§ Text shown
Re: Jackrabbit = Kick Ass Tool (was: Jackrabbit = Big Trouble??)

Mark Waschkowski Tue, 07 Aug 2007 09:24:27 -0700

OK, great, happy to help.

Yes, a lot of people will want to do this, and I've tried unsuccessfully in
the past to get the details surrounding backup techniques, so when I got
back from vacation and saw your post, I didn't want to lose the info!


Would you please confirm that I got the information correct, as I haven't
tried this yet? After you confirm, I will update my config, test it, and
then provide my new config as a blueprint and put in the wiki.

Best,

Mark

On 8/7/07, David Nuescheler <[EMAIL PROTECTED]> wrote:
>
> Hi Mark,
>
> I think this is an excellent idea, thanks a lot for putting in the effort.
>
> I think the case that someone would like to store all their content
> within the same RDBMS is common enough that we even should
> have a blueprint example config in the documentation.

§ Information supplied
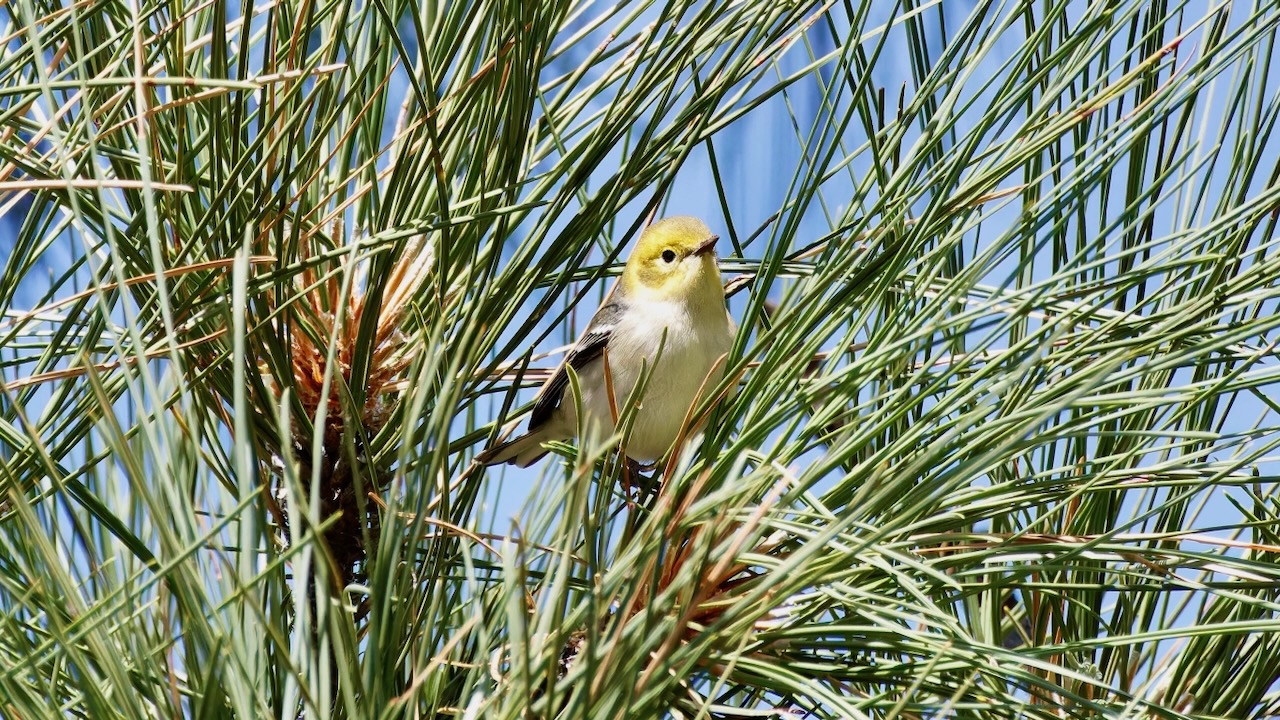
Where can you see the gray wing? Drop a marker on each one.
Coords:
(588, 347)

§ Exercise
Continue the Jackrabbit mailing list reply above, starting right after its last line.

§ The response
>
> thanks again,
> david
>
>
> On 8/7/07, Mark Waschkowski <[EMAIL PROTECTED]> wrote:
> > Hi David,
> >
> > I would like to update the wiki with the below information, as I think
> its
> > quite valuable and would help new users without having to scour the
> mailing
> > list. If you verify the following, I will update the wiki.
> >
> > -----For wiki:
> > Using DBFileSystem as specified in the repository.xml:
> > <Repository>
> >         <FileSystem ...>
> >
> > and using the same database any of the PersistenceManager entries, the
> only
> > things that need to be backed up are:
> > 1) repository.xml
> > 2) the database
> >
> > Then, to restore from a backup, all that would need to be done is to use
> the
> > backed up repository.xml , restore the database using the backup, and
> the
> > indexes will rebuild themselves when the system restarts. This will
> properly
> > handle versioning as well.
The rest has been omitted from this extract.